- _SOURCE DOCUMENT_
-- begin --

Battle of the Vectors

5 min readJan 30, 2024

Phase Three

Code: https://github.com/shreyadsouza/featured_artist/tree/main/phase_3

I knew from the get-go that I wanted to do some kind of audio-visual project using a movie snippet. Mashups, Glee, and Pitch Perfect defined a lot of my teenage years, and I did a lot of experimenting with different clips before coming up with my final idea. I realized the “riff-off” scene from Pitch Perfect, a scene where two different acapella groups riff off each other, would fit right in with the mosaic nature of this assignment.

My final mosaic for phase 3 is a system that takes in user input to select a features file and a Pitch Perfect clip. It then layers audio from the features file onto the Pitch Perfect clip using KNN on the extracted features file (functionality implemented in the provided mosaic-synth-file.ck file). Pressing the “up” key adds extra layers of audio, fitting in with the idea of adding harmonies in acapella, and the down key removes layers of “audio.”

I improved upon my milestone in the following ways:

Added user interaction to make it a more interactive system
Giving users the ability to select their feature and file means my implementation can be extended to any “pre-extracted feature file/audio file clip” pair without needing to change any code.
Additional keyboard interaction described above
Reduced the choppiness of the feature audio
I made the window size within the mosaic synthesis file slightly shorter than that of the features file. This allowed sounds to blend in a way that seemed more seamless. One limitation I experienced was using the song “Fancy” as one of my feature audio files; the mosaic file seemed to pick up on the instrumental more than the vocals.
While experimenting, I realized the tradeoff between how much songs felt like a mosaic versus being able to identify the source music. For my implementation, I wanted listeners to be able to tell what the original song was, so I set my window length/hop size accordingly.
Added ambient sounds as another source file for each extraction to fill silences.

-- end --

- _WRITTEN REQUEST A_
Edit the rows starting at the one containing "Wildlife camera triggered — scan the photo above for black and" and ending with the last row, replacing "blue sky" with "clear sky" and keeping everything else unchanged.

- _ENTRIES SUPPLIED_
-- begin --

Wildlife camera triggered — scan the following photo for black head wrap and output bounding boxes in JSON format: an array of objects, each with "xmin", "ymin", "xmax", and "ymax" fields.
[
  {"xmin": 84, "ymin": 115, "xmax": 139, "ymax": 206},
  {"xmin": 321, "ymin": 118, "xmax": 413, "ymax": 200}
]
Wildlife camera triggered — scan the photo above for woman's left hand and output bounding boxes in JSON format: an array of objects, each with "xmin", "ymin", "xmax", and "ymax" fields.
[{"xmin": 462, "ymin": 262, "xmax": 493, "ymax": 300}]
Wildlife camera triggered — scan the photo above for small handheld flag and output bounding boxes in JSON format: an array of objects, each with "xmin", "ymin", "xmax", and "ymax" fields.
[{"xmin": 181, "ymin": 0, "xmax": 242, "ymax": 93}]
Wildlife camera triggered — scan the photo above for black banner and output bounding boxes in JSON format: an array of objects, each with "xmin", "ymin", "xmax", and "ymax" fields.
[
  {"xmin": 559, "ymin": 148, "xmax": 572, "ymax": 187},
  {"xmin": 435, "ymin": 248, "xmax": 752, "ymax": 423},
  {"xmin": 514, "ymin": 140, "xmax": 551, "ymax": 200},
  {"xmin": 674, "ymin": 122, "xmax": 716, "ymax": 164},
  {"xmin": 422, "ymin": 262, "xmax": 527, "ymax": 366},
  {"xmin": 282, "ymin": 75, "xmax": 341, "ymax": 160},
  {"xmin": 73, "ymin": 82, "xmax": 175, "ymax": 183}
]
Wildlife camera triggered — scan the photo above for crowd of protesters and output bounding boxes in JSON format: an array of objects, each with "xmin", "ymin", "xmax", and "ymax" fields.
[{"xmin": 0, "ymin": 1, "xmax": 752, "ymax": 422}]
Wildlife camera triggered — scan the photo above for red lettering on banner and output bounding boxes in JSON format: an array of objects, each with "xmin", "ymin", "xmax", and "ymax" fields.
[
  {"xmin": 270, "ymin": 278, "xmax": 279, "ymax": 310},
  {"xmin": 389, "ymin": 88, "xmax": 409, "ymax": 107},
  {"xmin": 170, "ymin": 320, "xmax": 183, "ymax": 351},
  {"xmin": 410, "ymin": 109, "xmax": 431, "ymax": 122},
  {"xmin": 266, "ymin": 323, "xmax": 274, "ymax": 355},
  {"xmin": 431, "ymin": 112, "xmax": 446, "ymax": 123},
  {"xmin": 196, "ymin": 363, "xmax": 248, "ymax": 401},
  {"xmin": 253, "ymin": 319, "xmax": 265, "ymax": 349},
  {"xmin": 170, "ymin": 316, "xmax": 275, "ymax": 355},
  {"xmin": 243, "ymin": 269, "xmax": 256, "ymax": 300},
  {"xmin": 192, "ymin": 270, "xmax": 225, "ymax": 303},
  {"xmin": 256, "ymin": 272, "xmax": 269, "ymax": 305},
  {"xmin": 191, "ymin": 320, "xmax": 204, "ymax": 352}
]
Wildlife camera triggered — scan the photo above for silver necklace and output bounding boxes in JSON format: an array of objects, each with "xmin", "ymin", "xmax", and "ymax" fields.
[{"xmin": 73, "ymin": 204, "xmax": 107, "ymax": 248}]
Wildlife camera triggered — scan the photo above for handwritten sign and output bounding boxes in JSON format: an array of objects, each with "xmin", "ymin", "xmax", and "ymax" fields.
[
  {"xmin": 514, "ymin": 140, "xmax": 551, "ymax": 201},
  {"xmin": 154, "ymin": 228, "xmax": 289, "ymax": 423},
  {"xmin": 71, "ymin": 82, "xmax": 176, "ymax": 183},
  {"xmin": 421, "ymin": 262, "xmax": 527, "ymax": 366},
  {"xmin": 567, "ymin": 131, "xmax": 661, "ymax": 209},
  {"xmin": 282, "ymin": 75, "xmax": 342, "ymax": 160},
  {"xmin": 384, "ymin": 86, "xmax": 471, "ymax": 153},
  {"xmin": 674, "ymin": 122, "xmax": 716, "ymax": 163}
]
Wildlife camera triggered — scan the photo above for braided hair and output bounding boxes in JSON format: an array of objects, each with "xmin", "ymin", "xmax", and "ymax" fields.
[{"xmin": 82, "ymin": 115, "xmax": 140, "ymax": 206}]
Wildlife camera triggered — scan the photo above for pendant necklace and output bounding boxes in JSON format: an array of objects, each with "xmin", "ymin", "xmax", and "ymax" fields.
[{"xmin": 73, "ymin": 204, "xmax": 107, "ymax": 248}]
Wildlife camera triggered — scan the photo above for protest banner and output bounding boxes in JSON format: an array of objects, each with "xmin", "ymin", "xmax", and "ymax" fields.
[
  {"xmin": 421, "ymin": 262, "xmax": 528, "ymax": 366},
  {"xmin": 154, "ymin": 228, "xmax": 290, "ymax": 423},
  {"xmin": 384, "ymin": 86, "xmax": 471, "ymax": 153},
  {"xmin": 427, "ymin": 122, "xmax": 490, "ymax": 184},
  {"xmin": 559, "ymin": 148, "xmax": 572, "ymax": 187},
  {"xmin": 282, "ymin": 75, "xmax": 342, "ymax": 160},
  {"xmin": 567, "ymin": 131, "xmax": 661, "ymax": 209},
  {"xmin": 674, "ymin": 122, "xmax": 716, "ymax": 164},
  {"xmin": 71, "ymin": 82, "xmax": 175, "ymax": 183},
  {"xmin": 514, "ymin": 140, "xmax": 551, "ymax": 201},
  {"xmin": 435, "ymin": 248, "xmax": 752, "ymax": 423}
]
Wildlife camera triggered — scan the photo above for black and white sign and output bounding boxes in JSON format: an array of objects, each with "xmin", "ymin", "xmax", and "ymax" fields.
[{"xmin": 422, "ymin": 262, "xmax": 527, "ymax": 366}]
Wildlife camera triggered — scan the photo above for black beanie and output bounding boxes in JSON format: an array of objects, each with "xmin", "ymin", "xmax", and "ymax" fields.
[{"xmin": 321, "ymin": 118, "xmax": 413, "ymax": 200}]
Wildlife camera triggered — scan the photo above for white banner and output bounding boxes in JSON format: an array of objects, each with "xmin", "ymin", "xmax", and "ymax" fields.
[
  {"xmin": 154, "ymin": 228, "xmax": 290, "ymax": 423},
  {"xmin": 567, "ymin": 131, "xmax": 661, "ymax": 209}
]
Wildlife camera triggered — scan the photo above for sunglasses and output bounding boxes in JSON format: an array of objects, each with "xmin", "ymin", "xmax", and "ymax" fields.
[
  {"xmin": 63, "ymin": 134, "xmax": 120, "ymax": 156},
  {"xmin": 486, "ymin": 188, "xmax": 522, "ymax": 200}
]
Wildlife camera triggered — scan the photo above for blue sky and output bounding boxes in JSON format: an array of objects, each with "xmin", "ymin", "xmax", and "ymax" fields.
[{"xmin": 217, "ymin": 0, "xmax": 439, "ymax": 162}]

-- end --

- _WRITTEN REQUEST B_
In the audio mosaic write-up, what does pressing the "up" key do?

- _EXERCISE RESPONSE A_
Wildlife camera triggered — scan the photo above for black and white sign and output bounding boxes in JSON format: an array of objects, each with "xmin", "ymin", "xmax", and "ymax" fields.
[{"xmin": 422, "ymin": 262, "xmax": 527, "ymax": 366}]
Wildlife camera triggered — scan the photo above for black beanie and output bounding boxes in JSON format: an array of objects, each with "xmin", "ymin", "xmax", and "ymax" fields.
[{"xmin": 321, "ymin": 118, "xmax": 413, "ymax": 200}]
Wildlife camera triggered — scan the photo above for white banner and output bounding boxes in JSON format: an array of objects, each with "xmin", "ymin", "xmax", and "ymax" fields.
[
  {"xmin": 154, "ymin": 228, "xmax": 290, "ymax": 423},
  {"xmin": 567, "ymin": 131, "xmax": 661, "ymax": 209}
]
Wildlife camera triggered — scan the photo above for sunglasses and output bounding boxes in JSON format: an array of objects, each with "xmin", "ymin", "xmax", and "ymax" fields.
[
  {"xmin": 63, "ymin": 134, "xmax": 120, "ymax": 156},
  {"xmin": 486, "ymin": 188, "xmax": 522, "ymax": 200}
]
Wildlife camera triggered — scan the photo above for clear sky and output bounding boxes in JSON format: an array of objects, each with "xmin", "ymin", "xmax", and "ymax" fields.
[{"xmin": 217, "ymin": 0, "xmax": 439, "ymax": 162}]

- _EXERCISE RESPONSE B_
It adds extra layers of audio.